**Supplied text**
....

Observability
Observability is the practice of instrumenting systems and code to gain insight into their operation through metrics, tracing, and logging. These three pillars serve different purposes, but when used together provide comprehensive visibility into system behavior, enabling you to understand, debug, and improve your systems. This is covered well in the OpenTelemetry documentation. As well as the SRE book Site Reliability Engineering.
Metrics
Metrics provide an overall picture of system performance and behavior over time. They let you track, monitor and alert on the overall health and performance of your system. Which in turn allows you to build dashboards to visualise this data, as well as debug performance issues or abnormal system behaviour.
They aggregate data points to show trends and patterns, such as:
- HTTP requests per second per endpoint
- Number of products created by sellers from a controller
- Messages processed per second by a worker
- Database updates created by a worker
Metrics excel at showing the overall health and performance of your system, but they carry limited context. They are stored in time-series databases and can be labeled with key-value pairs. Each unique combination of labels creates a new dimension, and each dimension becomes a separate time series stored on disk.
Important: Metrics can become expensive with high-cardinality labels (key-value pairs that change frequently). To keep your metrics system performant and queries efficient, constrain labels to known types and values, and minimize the number of labels to only what's necessary.
A good primer on metrics is this blog post from engineers at Spotify.
Tracing
Traces measure the duration and flow of operations through your system. A trace represents a complete request or operation, while spans represent individual operations within that trace. Spans are organized hierarchically, creating a tree structure that shows the sequence and timing of events.

....

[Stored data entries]
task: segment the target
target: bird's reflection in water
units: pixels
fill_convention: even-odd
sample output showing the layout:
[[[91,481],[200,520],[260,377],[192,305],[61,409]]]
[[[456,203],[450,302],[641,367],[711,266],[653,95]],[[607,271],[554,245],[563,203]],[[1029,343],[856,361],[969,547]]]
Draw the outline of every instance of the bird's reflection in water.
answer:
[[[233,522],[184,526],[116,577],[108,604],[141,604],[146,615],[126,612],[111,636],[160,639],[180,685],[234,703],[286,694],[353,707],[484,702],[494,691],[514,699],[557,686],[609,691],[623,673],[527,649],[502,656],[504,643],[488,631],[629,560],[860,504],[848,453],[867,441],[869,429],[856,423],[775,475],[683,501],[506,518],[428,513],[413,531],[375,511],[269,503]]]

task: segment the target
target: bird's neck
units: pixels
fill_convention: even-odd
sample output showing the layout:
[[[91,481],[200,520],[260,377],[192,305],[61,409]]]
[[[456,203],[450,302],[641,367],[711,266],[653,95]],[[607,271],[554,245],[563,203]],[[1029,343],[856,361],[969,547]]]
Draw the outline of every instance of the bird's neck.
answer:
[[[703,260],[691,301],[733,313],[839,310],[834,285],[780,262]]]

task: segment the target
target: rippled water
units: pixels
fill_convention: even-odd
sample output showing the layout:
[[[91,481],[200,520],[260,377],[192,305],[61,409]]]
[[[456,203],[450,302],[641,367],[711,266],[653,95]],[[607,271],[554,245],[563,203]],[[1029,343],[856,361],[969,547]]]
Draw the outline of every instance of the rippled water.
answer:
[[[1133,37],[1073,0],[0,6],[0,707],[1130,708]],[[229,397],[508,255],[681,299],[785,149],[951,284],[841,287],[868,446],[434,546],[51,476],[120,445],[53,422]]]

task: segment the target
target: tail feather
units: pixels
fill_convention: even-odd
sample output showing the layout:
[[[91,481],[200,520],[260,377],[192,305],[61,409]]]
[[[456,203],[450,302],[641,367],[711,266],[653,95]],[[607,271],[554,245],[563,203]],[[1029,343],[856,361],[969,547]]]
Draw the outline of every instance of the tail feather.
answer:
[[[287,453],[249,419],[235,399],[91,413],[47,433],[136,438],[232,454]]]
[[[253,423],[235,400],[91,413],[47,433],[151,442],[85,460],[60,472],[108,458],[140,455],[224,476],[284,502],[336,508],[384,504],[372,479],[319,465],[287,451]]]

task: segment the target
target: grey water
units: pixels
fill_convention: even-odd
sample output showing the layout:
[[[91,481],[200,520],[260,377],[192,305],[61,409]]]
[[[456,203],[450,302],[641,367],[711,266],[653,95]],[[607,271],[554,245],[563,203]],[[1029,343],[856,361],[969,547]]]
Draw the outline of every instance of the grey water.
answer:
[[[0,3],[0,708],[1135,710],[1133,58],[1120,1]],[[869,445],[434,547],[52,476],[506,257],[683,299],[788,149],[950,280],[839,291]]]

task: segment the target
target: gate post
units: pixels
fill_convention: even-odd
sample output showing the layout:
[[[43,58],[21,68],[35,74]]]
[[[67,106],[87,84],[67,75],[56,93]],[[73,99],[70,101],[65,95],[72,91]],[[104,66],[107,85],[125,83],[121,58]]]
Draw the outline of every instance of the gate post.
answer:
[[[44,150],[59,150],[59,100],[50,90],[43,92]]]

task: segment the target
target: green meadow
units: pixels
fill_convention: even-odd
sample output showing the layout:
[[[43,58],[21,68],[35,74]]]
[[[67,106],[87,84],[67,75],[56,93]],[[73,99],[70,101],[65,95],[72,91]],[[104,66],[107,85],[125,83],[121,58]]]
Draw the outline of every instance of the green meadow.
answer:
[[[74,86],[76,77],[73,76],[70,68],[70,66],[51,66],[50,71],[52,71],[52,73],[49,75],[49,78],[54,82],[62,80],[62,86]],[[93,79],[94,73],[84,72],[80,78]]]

....

**Your task**
Continue the observability text from where it stops, picking up after its last sentence about spans forming a tree structure.

**Exercise output**
For example, an HTTP request would create a trace, with spans added for:
- Database calls
- Function calls that perform heavy computation
- Cache operations
- External API calls
This hierarchical structure enables you to build flamegraphs and understand both the sequence of events and the time each operation took. Spans can include attributes (key-value pairs) that provide additional context, such as:
- SQL queries executed
- User IDs or seller IDs
- Request parameters
- Error messages
By propagating trace context through your system, you can correlate logs with specific traces and spans for deeper investigation.
The SRE book also covers traces in chapter 6.
Logging
Structured logs provide detailed information for debugging and analysis. They are relatively inexpensive to store and process compared to metrics and traces. To maximize their value, include trace IDs and span IDs in your log entries. This correlation allows you to:
- Filter logs by specific traces or spans
- Understand the full context of an operation
- Debug issues by following a request through your entire system
When combined with metrics and traces, structured logging completes the observability picture, giving you the granular detail needed to diagnose and resolve issues efficiently.
The SRE book also covers logging in chapter 6.